_TEXTE SOURCE_.
A quatre reprises, Dieu s’adresse à Caïn : d’abord pour lui remonter le moral. Après le meurtre, il lui donne une chance de se repentir et d’avouer son crime. Lorsque Caïn s’obstine, il le punit, mais pas avec la peine capitale. Enfin, quand Caïn a l’audace de négocier sa peine, Dieu fait preuve d’indulgence et le place sous sa protection. Malgré les refus de Caïn, malgré sa culpabilité, malgré son aveuglement, Dieu continue de se tourner vers lui, il continue de lui offrir sa grâce. Même après l’avoir rejeté de sa présence, il prend pitié de Caïn et le protège. Cette compassion est gratuite, sans fondement : alors que Caïn ne cesse de tourner le dos à Dieu, Dieu ne cesse de lui tendre la main.

Je trouve que cette situation illustre bien cette phrase de l’apôtre Paul : là où le péché abonde, la grâce surabonde. Même dans cette situation désespérée, Dieu fait grâce, il laisse une issue, une promesse, une bénédiction. Il me semble que l’histoire de Caïn montre la relation tragique entre un homme au cœur fermé et un Dieu qui tend la main. Dieu ne cesse d’offrir une nouvelle chance, la possibilité de faire demi-tour, de demander pardon, de recommencer autrement. Ce n’est pas lui qui se détourne, c’est l’homme. Même dans l’application de sa justice, Dieu laisse une possibilité de clémence, que l’on saisit ou pas.

_CONSIGNE A_.
Pouvez-vous présenter en CSV à deux colonnes, « demande » et « reponse », les enregistrements qui vont de la ligne contenant "Target: building facade" jusqu'à celle contenant "[[[81,128],[80,139],[80,200],[125,199],[125,125],[89,124]]]", ces deux lignes comprises ? Chaque demande doit occuper une rangée, avec chaque champ entre guillemets et les sauts de ligne remplacés par des espaces.

_DONNÉES FOURNIES_.
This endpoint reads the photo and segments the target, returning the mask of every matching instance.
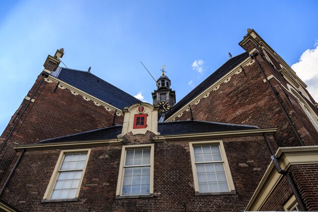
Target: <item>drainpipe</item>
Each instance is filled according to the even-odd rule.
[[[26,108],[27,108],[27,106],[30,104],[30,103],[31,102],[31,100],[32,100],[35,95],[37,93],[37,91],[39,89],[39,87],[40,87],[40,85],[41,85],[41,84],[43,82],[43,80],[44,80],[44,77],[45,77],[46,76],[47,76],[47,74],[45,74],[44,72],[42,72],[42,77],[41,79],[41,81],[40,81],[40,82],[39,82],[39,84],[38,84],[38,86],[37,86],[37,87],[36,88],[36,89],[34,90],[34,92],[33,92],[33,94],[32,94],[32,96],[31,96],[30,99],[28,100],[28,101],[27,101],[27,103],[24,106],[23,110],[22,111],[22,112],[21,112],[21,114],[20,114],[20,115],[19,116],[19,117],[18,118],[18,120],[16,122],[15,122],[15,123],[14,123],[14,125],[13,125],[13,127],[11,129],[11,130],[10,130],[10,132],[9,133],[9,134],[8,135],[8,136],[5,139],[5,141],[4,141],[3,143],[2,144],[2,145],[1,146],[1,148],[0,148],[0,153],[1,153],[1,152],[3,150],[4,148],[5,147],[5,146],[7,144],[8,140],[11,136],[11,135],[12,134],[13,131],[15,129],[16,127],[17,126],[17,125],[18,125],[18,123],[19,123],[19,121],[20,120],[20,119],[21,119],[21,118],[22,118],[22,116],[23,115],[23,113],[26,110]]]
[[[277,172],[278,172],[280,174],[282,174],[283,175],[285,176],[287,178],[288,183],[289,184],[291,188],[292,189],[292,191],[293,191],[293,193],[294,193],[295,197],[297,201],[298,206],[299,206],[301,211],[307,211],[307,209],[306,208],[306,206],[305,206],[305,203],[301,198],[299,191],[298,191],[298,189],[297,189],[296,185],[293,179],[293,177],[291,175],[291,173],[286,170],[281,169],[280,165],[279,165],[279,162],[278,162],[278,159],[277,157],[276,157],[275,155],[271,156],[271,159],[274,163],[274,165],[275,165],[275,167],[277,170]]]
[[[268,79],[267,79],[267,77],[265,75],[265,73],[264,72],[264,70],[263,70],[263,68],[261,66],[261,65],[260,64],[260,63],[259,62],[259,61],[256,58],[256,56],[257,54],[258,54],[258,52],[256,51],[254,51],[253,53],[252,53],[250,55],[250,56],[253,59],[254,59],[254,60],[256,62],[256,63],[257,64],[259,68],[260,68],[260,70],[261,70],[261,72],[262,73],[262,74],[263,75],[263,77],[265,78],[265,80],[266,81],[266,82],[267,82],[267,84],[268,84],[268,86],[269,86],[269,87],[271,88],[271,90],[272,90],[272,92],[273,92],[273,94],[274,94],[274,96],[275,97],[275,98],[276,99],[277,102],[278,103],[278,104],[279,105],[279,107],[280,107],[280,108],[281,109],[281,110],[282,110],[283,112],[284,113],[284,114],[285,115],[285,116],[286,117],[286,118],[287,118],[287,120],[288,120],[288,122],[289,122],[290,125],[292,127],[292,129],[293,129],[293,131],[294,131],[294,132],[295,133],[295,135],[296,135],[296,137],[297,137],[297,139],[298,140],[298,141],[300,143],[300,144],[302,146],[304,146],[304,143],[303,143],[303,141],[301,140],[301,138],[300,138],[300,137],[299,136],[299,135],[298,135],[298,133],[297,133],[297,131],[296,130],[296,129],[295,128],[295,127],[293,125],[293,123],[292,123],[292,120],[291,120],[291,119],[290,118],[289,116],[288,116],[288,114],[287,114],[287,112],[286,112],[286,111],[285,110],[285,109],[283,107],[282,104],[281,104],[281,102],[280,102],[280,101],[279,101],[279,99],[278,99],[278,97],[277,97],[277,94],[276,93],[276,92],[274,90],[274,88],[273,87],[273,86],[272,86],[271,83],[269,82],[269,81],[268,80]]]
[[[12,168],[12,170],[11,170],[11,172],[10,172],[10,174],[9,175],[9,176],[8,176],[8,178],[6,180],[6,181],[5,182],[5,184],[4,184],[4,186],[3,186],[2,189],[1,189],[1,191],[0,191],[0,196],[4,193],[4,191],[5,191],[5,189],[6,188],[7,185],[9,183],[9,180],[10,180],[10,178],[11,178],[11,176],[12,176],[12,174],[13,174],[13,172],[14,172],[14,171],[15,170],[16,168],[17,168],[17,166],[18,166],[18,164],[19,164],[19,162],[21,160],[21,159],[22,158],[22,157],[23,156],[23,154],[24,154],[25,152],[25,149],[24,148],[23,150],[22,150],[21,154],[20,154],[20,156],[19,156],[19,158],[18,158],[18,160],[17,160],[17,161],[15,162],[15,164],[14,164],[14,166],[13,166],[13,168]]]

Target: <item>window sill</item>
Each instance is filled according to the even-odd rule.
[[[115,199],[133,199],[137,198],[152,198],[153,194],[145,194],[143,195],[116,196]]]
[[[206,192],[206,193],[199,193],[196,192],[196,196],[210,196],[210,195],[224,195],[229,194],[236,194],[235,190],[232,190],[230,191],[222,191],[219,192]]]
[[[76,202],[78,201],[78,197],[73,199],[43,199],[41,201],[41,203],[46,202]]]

...

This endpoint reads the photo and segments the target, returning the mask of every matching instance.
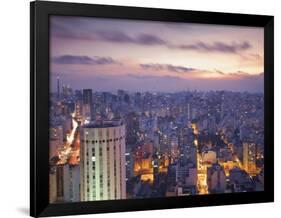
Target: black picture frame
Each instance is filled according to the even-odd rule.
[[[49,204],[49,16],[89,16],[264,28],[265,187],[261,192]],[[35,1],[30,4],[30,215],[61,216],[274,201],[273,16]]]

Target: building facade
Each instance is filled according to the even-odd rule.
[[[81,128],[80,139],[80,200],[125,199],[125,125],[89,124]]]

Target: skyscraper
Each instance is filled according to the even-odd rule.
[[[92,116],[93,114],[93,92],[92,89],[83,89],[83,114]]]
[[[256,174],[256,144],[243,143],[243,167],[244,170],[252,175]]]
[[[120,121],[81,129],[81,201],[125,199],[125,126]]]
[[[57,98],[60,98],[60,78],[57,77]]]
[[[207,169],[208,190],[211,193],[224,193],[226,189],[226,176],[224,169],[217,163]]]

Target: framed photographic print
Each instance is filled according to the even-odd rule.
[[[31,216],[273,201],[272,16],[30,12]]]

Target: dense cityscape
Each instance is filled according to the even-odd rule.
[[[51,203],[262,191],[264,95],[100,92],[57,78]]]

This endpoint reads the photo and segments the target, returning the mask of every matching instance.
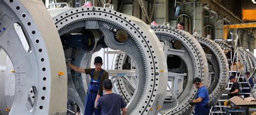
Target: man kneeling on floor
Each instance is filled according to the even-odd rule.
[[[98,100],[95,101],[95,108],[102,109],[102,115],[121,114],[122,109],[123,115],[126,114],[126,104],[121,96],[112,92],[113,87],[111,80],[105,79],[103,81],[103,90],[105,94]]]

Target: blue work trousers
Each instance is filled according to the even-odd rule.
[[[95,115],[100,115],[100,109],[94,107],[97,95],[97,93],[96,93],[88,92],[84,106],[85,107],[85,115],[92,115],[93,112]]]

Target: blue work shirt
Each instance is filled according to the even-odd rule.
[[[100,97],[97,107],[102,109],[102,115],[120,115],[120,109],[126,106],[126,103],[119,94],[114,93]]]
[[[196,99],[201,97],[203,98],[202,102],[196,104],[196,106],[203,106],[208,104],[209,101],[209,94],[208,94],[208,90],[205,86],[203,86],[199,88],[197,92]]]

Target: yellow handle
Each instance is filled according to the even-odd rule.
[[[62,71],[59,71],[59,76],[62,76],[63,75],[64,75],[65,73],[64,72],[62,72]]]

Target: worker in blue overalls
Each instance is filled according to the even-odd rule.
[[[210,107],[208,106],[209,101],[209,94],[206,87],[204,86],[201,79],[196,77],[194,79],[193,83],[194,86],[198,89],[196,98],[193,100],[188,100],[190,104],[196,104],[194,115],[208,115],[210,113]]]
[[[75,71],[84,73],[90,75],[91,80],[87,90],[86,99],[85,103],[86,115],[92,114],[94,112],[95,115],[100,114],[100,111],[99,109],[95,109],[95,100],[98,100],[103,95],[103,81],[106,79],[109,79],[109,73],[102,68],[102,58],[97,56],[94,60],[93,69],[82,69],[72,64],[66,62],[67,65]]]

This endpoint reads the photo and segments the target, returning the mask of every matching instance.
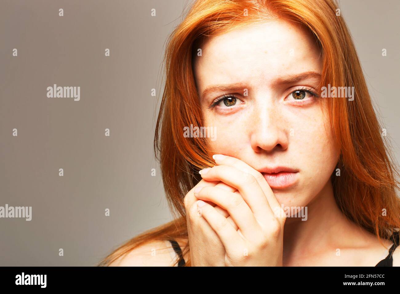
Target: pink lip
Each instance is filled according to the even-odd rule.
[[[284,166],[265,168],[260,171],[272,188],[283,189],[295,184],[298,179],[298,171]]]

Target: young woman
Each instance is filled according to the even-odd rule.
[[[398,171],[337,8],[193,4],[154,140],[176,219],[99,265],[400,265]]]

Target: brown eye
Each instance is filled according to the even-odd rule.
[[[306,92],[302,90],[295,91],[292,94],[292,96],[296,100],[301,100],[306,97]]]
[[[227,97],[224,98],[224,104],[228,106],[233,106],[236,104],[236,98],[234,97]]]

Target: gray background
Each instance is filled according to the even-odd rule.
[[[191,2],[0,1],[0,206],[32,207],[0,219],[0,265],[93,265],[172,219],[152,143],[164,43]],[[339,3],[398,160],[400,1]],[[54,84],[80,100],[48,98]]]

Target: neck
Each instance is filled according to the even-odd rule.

* * *

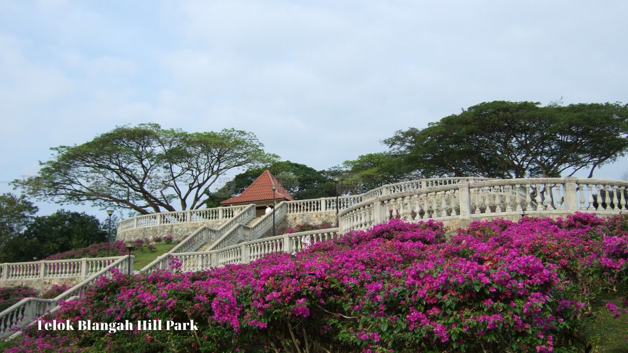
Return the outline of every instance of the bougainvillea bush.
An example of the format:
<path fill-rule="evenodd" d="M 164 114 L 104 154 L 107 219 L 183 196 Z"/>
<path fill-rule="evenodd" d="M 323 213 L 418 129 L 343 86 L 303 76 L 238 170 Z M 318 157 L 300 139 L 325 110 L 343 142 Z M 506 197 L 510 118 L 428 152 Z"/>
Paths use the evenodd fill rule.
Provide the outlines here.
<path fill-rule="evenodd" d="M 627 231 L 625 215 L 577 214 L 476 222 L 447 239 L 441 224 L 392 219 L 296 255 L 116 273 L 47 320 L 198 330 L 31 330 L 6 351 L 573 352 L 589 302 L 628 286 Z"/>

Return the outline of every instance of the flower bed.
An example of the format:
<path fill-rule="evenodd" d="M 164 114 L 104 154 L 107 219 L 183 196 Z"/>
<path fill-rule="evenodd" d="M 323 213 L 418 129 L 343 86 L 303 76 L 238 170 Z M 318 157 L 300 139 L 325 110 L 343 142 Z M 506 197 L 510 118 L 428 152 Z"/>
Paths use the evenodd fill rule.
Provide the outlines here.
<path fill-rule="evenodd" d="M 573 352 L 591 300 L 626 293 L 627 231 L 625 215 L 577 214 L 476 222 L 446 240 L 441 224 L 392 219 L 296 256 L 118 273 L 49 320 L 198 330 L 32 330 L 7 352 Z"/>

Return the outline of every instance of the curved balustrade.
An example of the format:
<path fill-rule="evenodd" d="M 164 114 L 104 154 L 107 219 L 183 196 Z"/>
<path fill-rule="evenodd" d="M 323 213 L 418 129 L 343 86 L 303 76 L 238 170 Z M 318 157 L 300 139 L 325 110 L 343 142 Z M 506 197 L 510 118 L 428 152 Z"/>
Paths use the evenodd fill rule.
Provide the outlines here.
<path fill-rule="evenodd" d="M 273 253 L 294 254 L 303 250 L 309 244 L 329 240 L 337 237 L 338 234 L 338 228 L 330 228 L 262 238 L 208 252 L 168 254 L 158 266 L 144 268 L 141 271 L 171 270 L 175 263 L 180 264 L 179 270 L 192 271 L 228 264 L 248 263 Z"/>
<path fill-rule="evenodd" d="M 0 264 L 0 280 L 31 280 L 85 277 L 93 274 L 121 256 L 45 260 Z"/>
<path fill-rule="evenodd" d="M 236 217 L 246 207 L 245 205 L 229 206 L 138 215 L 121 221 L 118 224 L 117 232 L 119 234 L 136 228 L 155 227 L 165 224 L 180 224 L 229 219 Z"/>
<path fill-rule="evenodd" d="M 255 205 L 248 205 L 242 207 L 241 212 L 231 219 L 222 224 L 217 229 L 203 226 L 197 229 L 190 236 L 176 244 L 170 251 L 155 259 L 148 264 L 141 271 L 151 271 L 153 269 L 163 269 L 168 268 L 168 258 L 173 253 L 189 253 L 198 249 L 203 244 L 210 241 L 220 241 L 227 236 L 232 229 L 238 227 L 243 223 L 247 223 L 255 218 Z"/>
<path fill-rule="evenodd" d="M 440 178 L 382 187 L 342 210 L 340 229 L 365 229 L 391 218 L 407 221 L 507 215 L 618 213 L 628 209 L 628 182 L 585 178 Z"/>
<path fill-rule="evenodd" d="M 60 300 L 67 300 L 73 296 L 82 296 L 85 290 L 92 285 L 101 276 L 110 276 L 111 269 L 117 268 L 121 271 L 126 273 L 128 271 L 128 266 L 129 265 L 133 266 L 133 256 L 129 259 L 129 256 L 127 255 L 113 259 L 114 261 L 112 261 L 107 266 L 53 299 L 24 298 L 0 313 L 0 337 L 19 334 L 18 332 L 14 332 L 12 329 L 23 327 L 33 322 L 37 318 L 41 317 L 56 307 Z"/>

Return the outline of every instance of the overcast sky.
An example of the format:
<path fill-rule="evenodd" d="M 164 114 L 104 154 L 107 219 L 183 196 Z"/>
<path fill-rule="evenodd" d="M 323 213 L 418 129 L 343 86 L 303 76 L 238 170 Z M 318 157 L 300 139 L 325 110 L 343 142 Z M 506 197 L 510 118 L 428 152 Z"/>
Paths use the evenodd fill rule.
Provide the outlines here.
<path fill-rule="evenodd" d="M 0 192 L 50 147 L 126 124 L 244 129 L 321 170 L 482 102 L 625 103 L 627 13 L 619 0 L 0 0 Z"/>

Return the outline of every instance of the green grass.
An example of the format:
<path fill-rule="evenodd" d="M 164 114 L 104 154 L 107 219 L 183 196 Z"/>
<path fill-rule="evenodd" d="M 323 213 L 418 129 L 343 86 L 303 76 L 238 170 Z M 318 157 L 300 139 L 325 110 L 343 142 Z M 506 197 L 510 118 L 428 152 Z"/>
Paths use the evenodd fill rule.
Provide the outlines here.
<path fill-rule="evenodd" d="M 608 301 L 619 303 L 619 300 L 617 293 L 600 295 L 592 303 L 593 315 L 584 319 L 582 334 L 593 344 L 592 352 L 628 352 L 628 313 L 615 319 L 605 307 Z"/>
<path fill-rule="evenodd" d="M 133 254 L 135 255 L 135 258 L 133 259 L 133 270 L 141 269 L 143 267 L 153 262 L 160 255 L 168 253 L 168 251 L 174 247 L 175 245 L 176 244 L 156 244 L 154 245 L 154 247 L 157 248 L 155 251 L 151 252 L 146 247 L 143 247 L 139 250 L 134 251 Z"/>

_CONSIGNE B_.
Pouvez-vous recopier à l'identique le passage du texte sur Caïn qui va de "Je trouve que" jusqu'à "saisit ou pas." ?

_RÉPONSE A_.
demande,reponse
"Target: building facade Each instance is filled according to the even-odd rule.","[[[81,128],[80,139],[80,200],[125,199],[125,125],[89,124]]]"

_RÉPONSE B_.
Je trouve que cette situation illustre bien cette phrase de l’apôtre Paul : là où le péché abonde, la grâce surabonde. Même dans cette situation désespérée, Dieu fait grâce, il laisse une issue, une promesse, une bénédiction. Il me semble que l’histoire de Caïn montre la relation tragique entre un homme au cœur fermé et un Dieu qui tend la main. Dieu ne cesse d’offrir une nouvelle chance, la possibilité de faire demi-tour, de demander pardon, de recommencer autrement. Ce n’est pas lui qui se détourne, c’est l’homme. Même dans l’application de sa justice, Dieu laisse une possibilité de clémence, que l’on saisit ou pas.